EXERCISE:
Starting with the line that contains "of the surfboard" and ending with the last line of the entries, repeat exactly those lines and nothing else, pictures excluded.

[Start of Attachment]

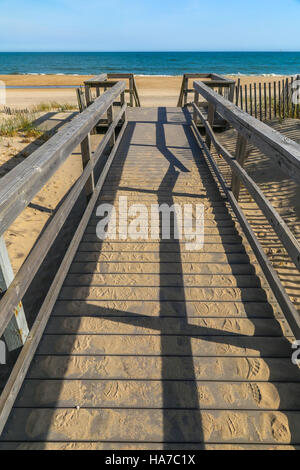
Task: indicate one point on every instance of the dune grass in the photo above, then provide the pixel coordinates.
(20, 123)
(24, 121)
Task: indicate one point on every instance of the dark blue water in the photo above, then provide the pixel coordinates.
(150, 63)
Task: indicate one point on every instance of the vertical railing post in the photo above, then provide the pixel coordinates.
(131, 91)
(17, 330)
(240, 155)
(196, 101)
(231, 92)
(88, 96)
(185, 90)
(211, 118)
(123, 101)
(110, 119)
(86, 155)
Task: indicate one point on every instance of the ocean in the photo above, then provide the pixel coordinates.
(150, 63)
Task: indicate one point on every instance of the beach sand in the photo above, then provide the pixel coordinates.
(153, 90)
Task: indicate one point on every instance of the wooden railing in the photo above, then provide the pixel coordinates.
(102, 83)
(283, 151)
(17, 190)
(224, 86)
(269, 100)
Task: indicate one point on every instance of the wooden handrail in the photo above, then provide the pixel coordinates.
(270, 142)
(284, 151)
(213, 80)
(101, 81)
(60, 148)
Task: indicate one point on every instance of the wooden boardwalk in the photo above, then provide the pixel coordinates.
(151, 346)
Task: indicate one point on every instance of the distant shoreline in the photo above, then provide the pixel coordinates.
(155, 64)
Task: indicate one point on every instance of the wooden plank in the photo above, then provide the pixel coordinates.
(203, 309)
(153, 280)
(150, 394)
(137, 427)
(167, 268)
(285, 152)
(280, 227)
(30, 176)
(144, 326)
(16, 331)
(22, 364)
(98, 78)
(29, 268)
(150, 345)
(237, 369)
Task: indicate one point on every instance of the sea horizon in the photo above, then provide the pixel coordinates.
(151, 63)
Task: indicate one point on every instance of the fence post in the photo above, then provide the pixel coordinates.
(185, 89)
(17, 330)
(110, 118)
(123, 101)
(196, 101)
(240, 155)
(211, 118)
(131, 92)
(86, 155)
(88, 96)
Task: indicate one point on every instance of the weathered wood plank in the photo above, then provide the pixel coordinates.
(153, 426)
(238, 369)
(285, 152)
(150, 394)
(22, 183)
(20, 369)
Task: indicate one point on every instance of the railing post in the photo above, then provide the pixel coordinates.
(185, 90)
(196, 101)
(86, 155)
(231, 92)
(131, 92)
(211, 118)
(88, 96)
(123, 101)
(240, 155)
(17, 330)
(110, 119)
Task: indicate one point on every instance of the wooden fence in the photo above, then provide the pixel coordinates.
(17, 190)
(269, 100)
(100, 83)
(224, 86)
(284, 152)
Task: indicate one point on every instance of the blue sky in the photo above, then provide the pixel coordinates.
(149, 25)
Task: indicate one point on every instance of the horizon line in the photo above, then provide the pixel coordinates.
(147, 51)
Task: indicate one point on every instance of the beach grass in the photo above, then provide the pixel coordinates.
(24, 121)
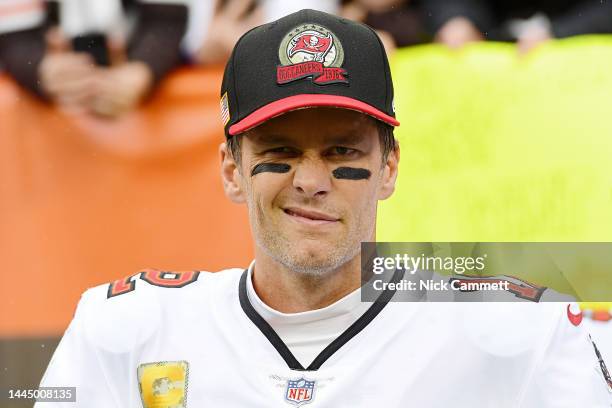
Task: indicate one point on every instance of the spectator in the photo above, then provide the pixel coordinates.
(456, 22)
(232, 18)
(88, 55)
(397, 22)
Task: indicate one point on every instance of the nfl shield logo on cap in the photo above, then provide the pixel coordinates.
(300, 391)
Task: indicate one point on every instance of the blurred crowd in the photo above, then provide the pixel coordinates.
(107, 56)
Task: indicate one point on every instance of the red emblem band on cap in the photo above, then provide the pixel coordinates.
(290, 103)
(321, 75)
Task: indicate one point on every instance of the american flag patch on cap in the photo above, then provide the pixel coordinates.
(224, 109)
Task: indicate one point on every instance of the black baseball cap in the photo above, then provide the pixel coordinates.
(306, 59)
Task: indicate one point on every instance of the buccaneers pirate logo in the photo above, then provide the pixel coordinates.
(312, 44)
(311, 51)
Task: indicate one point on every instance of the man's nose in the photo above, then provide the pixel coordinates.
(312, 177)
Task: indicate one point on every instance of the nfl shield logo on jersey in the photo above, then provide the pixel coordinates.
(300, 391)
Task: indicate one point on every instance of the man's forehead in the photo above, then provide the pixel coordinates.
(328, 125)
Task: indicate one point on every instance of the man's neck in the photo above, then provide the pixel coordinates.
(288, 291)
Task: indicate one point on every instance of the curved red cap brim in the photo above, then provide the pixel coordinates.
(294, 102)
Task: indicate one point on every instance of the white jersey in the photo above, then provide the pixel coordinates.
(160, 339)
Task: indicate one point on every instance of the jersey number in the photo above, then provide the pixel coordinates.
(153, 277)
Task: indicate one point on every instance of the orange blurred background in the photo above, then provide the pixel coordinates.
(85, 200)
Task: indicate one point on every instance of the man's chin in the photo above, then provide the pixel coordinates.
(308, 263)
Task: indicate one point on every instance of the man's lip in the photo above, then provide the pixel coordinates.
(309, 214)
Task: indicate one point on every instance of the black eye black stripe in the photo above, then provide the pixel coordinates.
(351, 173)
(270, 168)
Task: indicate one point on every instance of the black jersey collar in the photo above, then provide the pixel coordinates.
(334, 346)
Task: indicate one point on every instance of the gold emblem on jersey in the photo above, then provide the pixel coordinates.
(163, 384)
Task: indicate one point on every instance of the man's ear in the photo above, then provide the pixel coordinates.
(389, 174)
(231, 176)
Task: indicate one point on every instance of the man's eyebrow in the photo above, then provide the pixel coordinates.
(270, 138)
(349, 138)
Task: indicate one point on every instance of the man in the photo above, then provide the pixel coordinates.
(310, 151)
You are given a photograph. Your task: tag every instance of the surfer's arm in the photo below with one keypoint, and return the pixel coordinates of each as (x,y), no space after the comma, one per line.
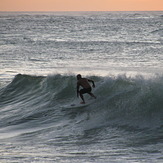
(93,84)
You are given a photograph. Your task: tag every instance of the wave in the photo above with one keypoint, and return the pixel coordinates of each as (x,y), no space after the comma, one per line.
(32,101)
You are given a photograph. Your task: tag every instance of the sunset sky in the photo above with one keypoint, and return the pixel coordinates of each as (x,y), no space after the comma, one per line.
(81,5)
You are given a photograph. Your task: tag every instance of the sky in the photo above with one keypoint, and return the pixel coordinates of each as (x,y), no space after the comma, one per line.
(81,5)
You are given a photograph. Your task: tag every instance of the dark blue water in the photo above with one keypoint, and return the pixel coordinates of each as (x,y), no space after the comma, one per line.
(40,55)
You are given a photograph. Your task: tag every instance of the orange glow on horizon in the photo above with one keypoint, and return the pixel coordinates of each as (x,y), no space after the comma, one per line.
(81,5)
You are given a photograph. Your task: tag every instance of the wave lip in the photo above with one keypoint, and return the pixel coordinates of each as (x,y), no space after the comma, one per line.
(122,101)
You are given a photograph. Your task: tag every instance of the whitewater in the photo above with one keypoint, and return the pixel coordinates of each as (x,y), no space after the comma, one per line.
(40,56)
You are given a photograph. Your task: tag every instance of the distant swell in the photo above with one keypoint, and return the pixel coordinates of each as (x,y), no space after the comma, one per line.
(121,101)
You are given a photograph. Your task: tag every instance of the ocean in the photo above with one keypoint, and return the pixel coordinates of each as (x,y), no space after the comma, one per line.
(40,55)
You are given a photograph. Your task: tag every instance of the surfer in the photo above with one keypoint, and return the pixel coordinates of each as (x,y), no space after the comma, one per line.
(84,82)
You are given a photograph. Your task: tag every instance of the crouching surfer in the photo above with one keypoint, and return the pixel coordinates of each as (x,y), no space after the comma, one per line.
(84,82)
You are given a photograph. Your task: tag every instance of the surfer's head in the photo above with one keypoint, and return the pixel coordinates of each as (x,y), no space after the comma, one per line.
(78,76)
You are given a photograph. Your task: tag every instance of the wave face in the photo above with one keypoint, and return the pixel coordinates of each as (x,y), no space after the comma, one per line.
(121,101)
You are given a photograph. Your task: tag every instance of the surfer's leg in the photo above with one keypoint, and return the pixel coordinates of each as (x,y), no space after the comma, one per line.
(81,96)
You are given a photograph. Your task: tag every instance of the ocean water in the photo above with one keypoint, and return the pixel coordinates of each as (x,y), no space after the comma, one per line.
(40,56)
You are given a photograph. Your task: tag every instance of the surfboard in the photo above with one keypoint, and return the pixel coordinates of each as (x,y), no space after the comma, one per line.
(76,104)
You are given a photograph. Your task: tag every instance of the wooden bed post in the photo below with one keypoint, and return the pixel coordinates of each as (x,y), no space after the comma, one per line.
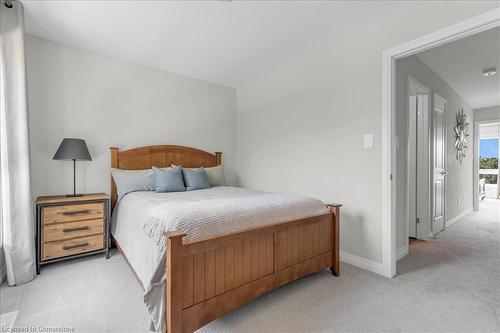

[End of Attachment]

COMPLETED EXERCISE:
You are given a photograph. Your task: tag every instance of the surfboard in the photo above with one keypoint, and return the pixel coordinates of each as (x,y), no space after the comma, one per line.
(76,104)
You are given a photograph. Your task: tag every instance of the wooden bed post in the photo below with one keypoint, and return the pixel coordinates of each as (x,y), no space after the comma, one per line.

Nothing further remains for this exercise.